Is het van belang dat mythen voortleven? Nee - althans niet wanneer zij in conflict komen met andere idealen of doeleinden van de Nederlandse gemeenschap. De uitspraak van onze kroonprins dat het in de toekomst misschien wel wat minder kon met de aandacht voor die jaren, was daarom niet zó gek.
Maar riskant was ze wèl. Hij werd dan ook onmiddellijk terechtgewezen door de minister-president. En toen onlangs het Tweede-Kamerlid Van Walsem (D66), op een bijeenkomst van Nederlandse en Duitse parlementariërs, suggereerde te stoppen met alle herdenkingen van de Tweede Wereldoorlog, omdat die alleen maar vijandbeelden levend hielden, kreeg hij van zijn Nederlandse collega's de wind van voren.

__________

# Opgave A:
Typ uit het tekstfragment over het herdenken van de oorlog alles over, van "Is het van belang" tot en met "wind van voren.".
Het tekstfragment en de lijst hieronder hebben niets met elkaar te maken.

# Aangeleverd materiaal:
__________

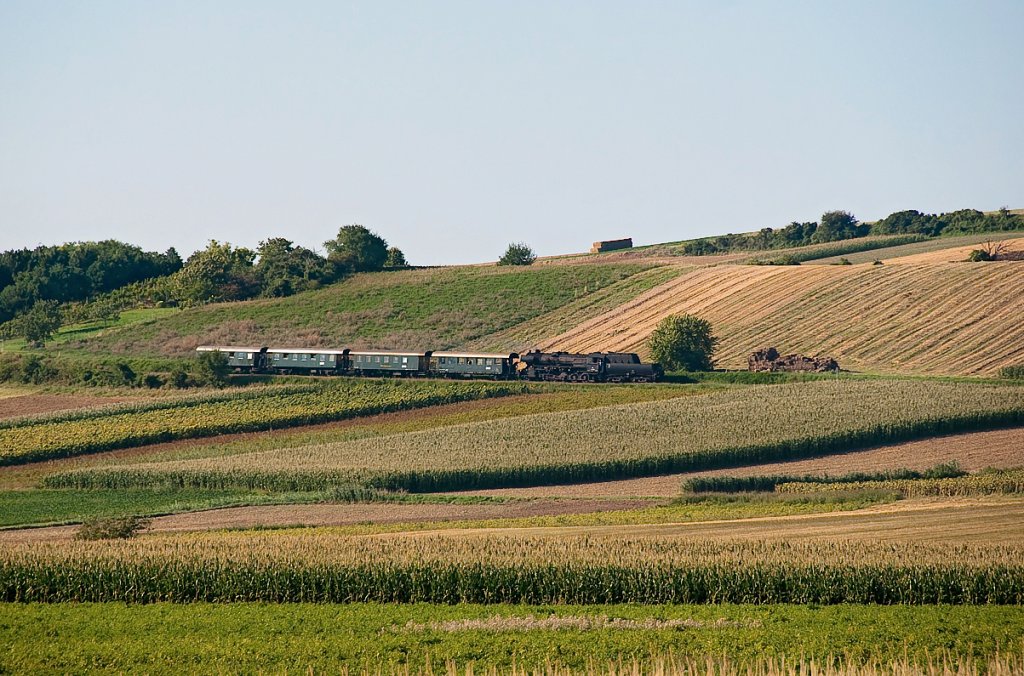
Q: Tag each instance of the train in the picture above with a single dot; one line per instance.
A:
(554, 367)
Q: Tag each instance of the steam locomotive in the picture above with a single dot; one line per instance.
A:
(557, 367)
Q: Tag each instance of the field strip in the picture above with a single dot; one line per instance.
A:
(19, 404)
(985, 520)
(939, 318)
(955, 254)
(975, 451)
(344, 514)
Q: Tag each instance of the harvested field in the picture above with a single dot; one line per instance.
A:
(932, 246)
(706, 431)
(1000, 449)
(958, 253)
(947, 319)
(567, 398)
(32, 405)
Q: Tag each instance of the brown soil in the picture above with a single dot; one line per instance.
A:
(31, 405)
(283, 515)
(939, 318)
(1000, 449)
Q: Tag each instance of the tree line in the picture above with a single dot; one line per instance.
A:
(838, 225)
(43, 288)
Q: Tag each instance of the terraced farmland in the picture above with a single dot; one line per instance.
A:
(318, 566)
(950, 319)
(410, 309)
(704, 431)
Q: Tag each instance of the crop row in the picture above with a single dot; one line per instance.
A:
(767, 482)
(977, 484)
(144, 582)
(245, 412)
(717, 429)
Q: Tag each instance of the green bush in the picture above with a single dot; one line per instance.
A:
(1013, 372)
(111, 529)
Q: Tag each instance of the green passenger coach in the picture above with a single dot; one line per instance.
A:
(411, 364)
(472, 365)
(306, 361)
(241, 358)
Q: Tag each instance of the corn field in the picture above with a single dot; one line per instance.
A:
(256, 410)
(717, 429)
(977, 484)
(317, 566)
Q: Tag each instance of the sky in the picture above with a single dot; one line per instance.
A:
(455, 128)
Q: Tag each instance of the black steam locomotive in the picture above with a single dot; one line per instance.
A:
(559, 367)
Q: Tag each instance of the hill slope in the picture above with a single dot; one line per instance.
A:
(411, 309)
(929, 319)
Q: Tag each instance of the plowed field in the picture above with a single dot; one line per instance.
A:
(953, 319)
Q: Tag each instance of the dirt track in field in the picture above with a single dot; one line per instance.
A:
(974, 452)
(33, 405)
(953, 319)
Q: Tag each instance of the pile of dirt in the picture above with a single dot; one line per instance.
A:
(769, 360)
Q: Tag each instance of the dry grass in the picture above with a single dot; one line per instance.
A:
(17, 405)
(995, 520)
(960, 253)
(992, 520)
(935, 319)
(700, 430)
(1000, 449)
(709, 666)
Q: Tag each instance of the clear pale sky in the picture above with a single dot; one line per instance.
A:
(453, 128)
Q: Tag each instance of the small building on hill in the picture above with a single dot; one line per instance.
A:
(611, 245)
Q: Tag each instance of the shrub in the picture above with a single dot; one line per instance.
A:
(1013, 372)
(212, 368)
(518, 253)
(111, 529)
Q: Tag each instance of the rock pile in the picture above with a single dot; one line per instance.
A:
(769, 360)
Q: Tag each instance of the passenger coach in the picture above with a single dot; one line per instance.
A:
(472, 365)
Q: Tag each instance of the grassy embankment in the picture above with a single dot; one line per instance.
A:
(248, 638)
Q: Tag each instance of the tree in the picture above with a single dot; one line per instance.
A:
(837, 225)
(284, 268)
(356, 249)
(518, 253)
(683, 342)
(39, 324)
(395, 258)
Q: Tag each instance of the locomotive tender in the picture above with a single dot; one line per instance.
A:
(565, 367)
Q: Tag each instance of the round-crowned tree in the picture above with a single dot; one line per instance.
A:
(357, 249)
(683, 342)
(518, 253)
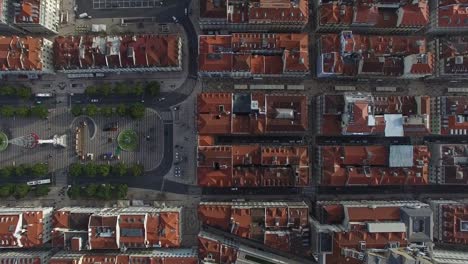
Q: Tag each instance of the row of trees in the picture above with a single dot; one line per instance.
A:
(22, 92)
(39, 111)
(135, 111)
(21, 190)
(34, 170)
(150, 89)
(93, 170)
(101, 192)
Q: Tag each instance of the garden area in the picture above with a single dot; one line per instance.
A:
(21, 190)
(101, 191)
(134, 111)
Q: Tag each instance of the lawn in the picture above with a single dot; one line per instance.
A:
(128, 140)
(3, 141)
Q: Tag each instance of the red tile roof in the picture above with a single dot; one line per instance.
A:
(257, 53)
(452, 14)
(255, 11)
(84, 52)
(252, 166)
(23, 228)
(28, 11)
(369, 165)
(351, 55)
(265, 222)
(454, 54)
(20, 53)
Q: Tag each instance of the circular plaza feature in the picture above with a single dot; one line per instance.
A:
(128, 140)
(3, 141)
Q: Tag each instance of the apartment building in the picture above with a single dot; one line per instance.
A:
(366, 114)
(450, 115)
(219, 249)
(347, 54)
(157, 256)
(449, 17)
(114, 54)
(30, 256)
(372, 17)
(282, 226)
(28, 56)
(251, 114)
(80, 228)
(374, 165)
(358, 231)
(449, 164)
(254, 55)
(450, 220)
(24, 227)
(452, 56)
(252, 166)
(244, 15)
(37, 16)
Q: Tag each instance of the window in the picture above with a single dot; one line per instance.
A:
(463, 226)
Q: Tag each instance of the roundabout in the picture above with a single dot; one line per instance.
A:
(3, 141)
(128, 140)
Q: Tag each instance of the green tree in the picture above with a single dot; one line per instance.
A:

__________

# Opgave B:
Zet in de lijst alles vanaf de regel met "Q: Tag each instance of the window" tot en met het einde van de lijst om naar een JSON-array van strings, met één string per regel. Laat lege regels weg.

# Uitgewerkt antwoord A:
Is het van belang dat mythen voortleven? Nee - althans niet wanneer zij in conflict komen met andere idealen of doeleinden van de Nederlandse gemeenschap. De uitspraak van onze kroonprins dat het in de toekomst misschien wel wat minder kon met de aandacht voor die jaren, was daarom niet zó gek.
Maar riskant was ze wèl. Hij werd dan ook onmiddellijk terechtgewezen door de minister-president. En toen onlangs het Tweede-Kamerlid Van Walsem (D66), op een bijeenkomst van Nederlandse en Duitse parlementariërs, suggereerde te stoppen met alle herdenkingen van de Tweede Wereldoorlog, omdat die alleen maar vijandbeelden levend hielden, kreeg hij van zijn Nederlandse collega's de wind van voren.

# Uitgewerkt antwoord B:
[
  "Q: Tag each instance of the window in the picture above with a single dot; one line per instance.",
  "A:",
  "(463, 226)",
  "Q: Tag each instance of the roundabout in the picture above with a single dot; one line per instance.",
  "A:",
  "(3, 141)",
  "(128, 140)",
  "Q: Tag each instance of the green tree in the picture above with a single dot; one line per instance.",
  "A:"
]